** Start of Data supplied **

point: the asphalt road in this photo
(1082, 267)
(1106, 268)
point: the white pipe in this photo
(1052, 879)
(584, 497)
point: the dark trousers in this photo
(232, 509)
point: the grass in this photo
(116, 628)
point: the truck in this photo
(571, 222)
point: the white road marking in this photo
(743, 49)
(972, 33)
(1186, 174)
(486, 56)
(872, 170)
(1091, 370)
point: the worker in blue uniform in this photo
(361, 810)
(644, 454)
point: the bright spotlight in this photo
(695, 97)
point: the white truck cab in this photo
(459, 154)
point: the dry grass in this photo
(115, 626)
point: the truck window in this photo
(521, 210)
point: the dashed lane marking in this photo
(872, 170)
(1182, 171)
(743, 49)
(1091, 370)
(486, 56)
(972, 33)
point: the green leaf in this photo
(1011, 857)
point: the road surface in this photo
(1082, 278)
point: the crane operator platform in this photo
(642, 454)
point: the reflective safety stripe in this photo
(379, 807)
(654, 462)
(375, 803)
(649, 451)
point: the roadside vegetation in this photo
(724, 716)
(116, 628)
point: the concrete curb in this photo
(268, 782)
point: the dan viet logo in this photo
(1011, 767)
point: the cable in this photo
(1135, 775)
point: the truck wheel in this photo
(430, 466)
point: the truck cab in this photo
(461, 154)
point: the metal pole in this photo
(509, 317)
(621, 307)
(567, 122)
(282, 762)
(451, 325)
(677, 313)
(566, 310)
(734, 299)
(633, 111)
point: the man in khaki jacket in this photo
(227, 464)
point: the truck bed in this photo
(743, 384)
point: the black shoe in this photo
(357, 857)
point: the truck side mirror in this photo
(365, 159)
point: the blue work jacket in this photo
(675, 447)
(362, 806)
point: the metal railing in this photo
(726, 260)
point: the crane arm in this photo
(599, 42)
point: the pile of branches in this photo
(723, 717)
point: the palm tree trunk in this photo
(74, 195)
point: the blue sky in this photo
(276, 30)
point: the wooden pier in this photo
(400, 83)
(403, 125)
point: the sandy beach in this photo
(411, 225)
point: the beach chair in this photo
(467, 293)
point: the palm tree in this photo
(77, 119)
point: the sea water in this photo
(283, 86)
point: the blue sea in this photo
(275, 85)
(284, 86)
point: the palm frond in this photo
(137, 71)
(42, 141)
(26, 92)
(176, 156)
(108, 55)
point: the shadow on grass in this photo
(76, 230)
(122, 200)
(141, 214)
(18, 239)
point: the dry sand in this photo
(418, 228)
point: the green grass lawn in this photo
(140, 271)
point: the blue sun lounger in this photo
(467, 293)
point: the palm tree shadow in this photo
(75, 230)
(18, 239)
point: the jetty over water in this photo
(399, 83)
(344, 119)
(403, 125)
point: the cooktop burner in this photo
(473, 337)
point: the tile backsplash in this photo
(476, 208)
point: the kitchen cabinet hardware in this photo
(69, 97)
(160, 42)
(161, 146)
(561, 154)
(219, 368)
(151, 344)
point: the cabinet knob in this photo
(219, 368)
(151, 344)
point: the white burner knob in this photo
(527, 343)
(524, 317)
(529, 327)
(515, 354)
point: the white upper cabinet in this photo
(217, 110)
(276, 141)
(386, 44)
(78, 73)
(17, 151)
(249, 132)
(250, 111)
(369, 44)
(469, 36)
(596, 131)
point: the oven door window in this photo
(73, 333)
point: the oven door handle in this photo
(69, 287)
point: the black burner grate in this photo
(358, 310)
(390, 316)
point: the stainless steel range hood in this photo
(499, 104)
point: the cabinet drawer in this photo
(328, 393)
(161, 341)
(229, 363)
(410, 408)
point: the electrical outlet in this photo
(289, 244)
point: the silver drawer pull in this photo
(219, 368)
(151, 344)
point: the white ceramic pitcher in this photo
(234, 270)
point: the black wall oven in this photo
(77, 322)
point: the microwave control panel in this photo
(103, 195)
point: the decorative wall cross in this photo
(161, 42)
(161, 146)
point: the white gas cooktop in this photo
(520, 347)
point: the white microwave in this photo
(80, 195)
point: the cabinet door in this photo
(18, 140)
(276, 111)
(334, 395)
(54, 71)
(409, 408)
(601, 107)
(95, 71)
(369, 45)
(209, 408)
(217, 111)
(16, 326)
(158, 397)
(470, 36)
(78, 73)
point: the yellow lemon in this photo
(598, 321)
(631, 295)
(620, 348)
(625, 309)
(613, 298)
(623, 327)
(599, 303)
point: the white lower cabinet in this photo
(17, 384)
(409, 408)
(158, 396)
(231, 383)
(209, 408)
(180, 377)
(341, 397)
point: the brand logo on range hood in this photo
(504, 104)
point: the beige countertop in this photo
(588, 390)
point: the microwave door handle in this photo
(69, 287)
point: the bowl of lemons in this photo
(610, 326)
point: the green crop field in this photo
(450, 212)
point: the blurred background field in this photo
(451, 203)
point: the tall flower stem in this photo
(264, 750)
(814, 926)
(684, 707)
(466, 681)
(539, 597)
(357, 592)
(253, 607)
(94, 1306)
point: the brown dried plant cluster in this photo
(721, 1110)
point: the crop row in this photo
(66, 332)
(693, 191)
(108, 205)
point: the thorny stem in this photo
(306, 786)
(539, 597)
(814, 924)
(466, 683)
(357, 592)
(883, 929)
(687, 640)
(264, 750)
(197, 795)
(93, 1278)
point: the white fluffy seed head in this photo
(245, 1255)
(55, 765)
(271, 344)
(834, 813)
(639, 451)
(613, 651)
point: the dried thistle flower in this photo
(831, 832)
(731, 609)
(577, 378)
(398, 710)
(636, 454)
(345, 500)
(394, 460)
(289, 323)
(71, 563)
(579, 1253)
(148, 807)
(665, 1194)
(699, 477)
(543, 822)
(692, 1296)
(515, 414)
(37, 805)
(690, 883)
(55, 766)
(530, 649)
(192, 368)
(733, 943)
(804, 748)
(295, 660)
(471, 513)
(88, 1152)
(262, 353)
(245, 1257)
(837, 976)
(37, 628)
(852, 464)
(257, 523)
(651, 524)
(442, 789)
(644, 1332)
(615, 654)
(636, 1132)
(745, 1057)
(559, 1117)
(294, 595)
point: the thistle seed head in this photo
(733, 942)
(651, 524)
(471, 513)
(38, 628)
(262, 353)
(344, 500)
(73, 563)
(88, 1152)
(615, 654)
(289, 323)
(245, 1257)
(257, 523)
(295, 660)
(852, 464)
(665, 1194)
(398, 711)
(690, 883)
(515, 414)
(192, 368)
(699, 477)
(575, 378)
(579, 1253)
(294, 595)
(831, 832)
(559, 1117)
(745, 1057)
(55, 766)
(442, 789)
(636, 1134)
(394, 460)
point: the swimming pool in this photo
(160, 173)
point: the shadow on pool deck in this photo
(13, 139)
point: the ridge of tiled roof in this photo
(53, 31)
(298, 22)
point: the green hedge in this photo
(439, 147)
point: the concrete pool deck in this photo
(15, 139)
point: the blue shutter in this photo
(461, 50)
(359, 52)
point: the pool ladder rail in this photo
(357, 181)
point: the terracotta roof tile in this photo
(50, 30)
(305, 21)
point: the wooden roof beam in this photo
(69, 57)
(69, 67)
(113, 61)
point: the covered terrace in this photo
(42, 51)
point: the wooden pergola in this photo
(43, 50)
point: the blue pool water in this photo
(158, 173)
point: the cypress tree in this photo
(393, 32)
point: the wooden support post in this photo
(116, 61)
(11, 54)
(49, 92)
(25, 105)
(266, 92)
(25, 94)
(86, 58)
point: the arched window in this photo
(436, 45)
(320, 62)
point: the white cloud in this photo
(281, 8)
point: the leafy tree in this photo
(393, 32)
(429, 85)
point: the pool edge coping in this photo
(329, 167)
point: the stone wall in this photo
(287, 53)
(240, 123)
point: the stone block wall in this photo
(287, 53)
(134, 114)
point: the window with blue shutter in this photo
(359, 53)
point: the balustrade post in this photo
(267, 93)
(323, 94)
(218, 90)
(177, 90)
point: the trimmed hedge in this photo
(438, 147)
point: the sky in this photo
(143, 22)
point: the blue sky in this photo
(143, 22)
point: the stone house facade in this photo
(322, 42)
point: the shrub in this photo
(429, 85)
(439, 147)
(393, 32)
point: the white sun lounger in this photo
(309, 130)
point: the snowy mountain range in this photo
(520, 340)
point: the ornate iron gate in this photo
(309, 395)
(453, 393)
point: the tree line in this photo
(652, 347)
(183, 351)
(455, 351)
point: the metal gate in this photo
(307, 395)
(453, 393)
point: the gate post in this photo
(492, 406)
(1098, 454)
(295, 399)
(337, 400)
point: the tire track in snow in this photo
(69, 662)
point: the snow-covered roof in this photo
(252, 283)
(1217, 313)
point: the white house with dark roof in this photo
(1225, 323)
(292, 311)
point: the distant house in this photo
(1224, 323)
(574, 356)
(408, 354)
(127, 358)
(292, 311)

** End of Data supplied **

▸ **Problem description**:
Reproduce exactly the lines from the one containing "point: the balustrade post in this photo" through the last line of the records above, including both, and nothing else.

▸ **In response**:
point: the balustrade post in this photo
(267, 93)
(323, 94)
(218, 90)
(177, 90)
point: the trimmed hedge in this photo
(438, 147)
point: the sky in this photo
(143, 22)
point: the blue sky in this photo
(143, 22)
point: the stone house facade in this photo
(322, 42)
point: the shrub in this photo
(429, 85)
(439, 147)
(393, 32)
point: the white sun lounger in this photo
(309, 130)
point: the snowy mountain range in this photo
(520, 340)
point: the ornate iron gate in this photo
(309, 395)
(453, 393)
point: the tree line in this photo
(652, 347)
(183, 351)
(455, 351)
point: the metal gate in this photo
(307, 395)
(453, 393)
point: the gate post in this photo
(492, 406)
(1098, 454)
(295, 399)
(337, 400)
point: the tire track in snow in this photo
(69, 662)
point: the snow-covered roof in this photo
(252, 283)
(1217, 313)
point: the white house with dark roof in this photo
(1225, 323)
(292, 311)
point: the distant house in this photo
(1224, 323)
(574, 356)
(408, 354)
(127, 358)
(292, 311)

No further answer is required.